EXERCISE REQUIREMENTS =>
**a)** Using the passage on IHC scoring agreement, decide whether each statement agrees with it. For each, answer yes or no and quote the words that decide it. (i) Complete agreement was seen in 17 of the 25 cases with IHC score 0. (ii) Fifteen of the cases with IHC score 1 + showed complete agreement. (iii) One pathologist tended to assign lower scores than the others.
**b)** Rewrite the passage on IHC scoring agreement from "In the 25 cases with IHC score 0" to "manual scoring system.", replacing "manual scoring system" with "visual scoring system".
**c)** In the passage on IHC scoring agreement, how many breast pathologists assigned IHC scores?

DOCUMENT PASSAGE =>
......

In the 25 cases with IHC score 0 in our study, complete agreement (6/6 pathologists) was observed in 17 cases (68%) and agreement in ≥ 5/6 pathologists was observed in 18 cases (72%). In comparison, in the 25 cases with IHC score 1 +, only 2 cases (8%) showed complete agreement and 15 cases (60%) showed agreement in ≥ 5/6 pathologists. The disagreement in scoring IHC 1 + is due to subjective determination of the percentage of tumor cells being stained (≤ 10% vs. > 10%) and the staining intensity (faintly or barely stained vs. weakly to moderately stained). Among our six breast pathologists who assigned IHC scores, one pathologist tended to assign higher scores than the other pathologists, which reflects the subjectiveness of the manual scoring system.

......

SUPPLIED INFORMATION =>
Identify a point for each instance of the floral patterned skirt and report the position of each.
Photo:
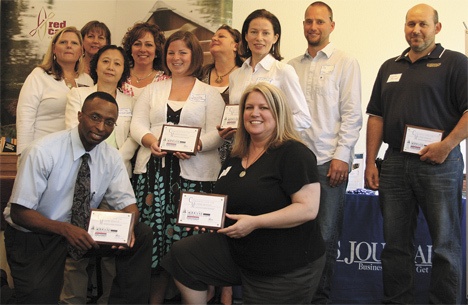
(158, 193)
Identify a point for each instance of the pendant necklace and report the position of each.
(219, 78)
(244, 172)
(69, 84)
(142, 78)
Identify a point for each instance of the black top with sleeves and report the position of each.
(268, 186)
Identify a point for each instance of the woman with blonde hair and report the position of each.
(271, 243)
(43, 97)
(160, 175)
(95, 35)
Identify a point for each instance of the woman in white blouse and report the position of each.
(143, 44)
(42, 99)
(261, 35)
(161, 176)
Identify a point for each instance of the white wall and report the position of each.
(370, 30)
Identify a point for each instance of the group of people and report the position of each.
(99, 106)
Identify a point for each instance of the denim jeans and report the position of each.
(330, 219)
(408, 185)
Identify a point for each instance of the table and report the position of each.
(358, 272)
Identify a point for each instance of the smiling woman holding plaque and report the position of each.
(271, 243)
(182, 100)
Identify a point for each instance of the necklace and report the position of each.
(68, 83)
(219, 78)
(244, 172)
(142, 78)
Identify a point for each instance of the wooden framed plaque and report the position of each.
(416, 138)
(230, 116)
(111, 227)
(202, 210)
(176, 138)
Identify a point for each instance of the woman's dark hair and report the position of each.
(193, 44)
(138, 30)
(94, 62)
(236, 35)
(261, 13)
(96, 26)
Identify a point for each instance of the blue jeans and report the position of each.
(408, 185)
(330, 219)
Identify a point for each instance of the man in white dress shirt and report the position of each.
(331, 81)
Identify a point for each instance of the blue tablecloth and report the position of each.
(358, 273)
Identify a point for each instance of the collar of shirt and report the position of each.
(436, 53)
(78, 148)
(326, 51)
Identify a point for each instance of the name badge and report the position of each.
(264, 79)
(125, 112)
(394, 78)
(327, 69)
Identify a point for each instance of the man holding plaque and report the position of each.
(42, 208)
(416, 95)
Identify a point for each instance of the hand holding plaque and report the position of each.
(176, 138)
(111, 227)
(202, 210)
(416, 138)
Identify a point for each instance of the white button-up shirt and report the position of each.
(47, 175)
(277, 73)
(331, 82)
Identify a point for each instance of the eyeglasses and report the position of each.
(96, 118)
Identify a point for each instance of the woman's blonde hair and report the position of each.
(50, 64)
(285, 129)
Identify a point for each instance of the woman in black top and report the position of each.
(271, 243)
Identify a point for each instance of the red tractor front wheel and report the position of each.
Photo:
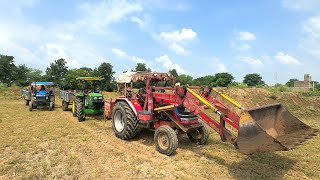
(166, 140)
(124, 121)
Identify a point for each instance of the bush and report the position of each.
(278, 88)
(310, 93)
(3, 86)
(238, 85)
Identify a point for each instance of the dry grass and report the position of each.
(52, 144)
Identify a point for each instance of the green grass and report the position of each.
(53, 145)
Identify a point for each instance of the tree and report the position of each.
(173, 72)
(142, 67)
(205, 80)
(105, 71)
(222, 79)
(253, 80)
(69, 81)
(56, 71)
(290, 83)
(7, 68)
(20, 75)
(184, 79)
(34, 75)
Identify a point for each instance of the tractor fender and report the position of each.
(134, 104)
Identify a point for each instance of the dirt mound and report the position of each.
(295, 102)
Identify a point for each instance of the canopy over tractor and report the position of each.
(89, 78)
(170, 108)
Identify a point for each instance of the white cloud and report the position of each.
(122, 54)
(245, 36)
(138, 21)
(65, 37)
(221, 68)
(301, 5)
(178, 49)
(178, 36)
(286, 59)
(144, 23)
(241, 40)
(98, 16)
(176, 39)
(312, 26)
(310, 41)
(256, 63)
(168, 64)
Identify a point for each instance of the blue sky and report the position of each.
(279, 39)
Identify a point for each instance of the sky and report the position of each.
(279, 39)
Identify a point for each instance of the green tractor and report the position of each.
(89, 100)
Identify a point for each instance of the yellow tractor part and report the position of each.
(232, 101)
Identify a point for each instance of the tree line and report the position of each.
(59, 73)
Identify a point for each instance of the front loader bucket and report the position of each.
(270, 128)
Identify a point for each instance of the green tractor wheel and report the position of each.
(79, 110)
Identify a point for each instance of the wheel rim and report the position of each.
(118, 121)
(163, 141)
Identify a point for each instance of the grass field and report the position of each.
(46, 144)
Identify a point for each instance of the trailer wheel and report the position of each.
(199, 135)
(124, 121)
(51, 106)
(64, 106)
(79, 110)
(166, 140)
(30, 106)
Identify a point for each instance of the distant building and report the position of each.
(304, 85)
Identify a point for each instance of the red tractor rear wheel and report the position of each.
(166, 140)
(124, 121)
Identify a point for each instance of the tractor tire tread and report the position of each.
(131, 127)
(173, 144)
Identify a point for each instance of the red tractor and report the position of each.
(170, 110)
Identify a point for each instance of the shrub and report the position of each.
(238, 85)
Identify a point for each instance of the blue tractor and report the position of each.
(42, 95)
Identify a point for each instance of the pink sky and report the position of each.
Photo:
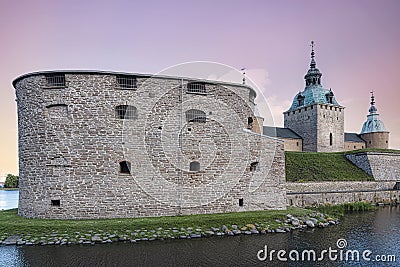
(357, 48)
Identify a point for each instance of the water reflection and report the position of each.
(376, 231)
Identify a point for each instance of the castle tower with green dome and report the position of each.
(374, 132)
(315, 115)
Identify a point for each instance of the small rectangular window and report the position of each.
(196, 87)
(55, 80)
(126, 82)
(55, 202)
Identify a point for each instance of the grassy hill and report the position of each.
(309, 166)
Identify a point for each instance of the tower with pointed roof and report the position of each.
(373, 131)
(315, 114)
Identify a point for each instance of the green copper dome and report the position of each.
(373, 123)
(313, 93)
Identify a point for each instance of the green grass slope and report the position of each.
(309, 166)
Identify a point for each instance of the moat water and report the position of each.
(378, 232)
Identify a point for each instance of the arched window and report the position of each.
(194, 166)
(195, 115)
(126, 112)
(196, 87)
(125, 167)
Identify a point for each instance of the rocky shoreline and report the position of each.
(92, 237)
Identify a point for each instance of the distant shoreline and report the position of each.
(9, 189)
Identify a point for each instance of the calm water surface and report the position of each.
(8, 199)
(376, 231)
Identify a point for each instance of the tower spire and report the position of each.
(372, 109)
(313, 76)
(312, 64)
(372, 98)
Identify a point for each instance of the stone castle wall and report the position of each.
(330, 121)
(348, 146)
(380, 165)
(71, 144)
(293, 144)
(333, 193)
(376, 140)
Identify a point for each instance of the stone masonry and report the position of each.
(79, 159)
(380, 165)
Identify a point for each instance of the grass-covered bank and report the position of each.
(9, 189)
(49, 232)
(342, 209)
(310, 166)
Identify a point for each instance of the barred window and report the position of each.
(254, 166)
(127, 82)
(196, 87)
(194, 166)
(125, 167)
(195, 115)
(126, 112)
(55, 80)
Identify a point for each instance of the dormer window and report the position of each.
(300, 100)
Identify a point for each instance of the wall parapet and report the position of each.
(380, 165)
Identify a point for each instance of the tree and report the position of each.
(11, 181)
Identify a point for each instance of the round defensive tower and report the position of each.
(104, 145)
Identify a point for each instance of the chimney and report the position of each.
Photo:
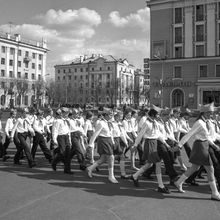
(17, 37)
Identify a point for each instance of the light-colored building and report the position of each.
(185, 52)
(96, 80)
(22, 71)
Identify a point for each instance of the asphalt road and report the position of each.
(41, 193)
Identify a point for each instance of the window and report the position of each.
(199, 32)
(199, 12)
(177, 72)
(178, 52)
(26, 75)
(178, 35)
(217, 70)
(12, 51)
(2, 60)
(178, 15)
(2, 73)
(203, 71)
(200, 50)
(3, 49)
(11, 74)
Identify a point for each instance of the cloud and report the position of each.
(139, 19)
(69, 18)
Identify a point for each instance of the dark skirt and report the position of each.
(89, 135)
(105, 145)
(150, 151)
(130, 134)
(119, 146)
(200, 153)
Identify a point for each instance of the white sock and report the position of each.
(139, 172)
(213, 188)
(122, 167)
(182, 179)
(159, 180)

......

TASK-BY-TASK ANSWERS =>
**a)**
(i) Yes: "complete agreement (6/6 pathologists) was observed in 17 cases (68%)"
(ii) No: "only 2 cases (8%) showed complete agreement"
(iii) No: "one pathologist tended to assign higher scores than the other pathologists"

**b)**
In the 25 cases with IHC score 0 in our study, complete agreement (6/6 pathologists) was observed in 17 cases (68%) and agreement in ≥ 5/6 pathologists was observed in 18 cases (72%). In comparison, in the 25 cases with IHC score 1 +, only 2 cases (8%) showed complete agreement and 15 cases (60%) showed agreement in ≥ 5/6 pathologists. The disagreement in scoring IHC 1 + is due to subjective determination of the percentage of tumor cells being stained (≤ 10% vs. > 10%) and the staining intensity (faintly or barely stained vs. weakly to moderately stained). Among our six breast pathologists who assigned IHC scores, one pathologist tended to assign higher scores than the other pathologists, which reflects the subjectiveness of the visual scoring system.

**c)** Six breast pathologists assigned IHC scores.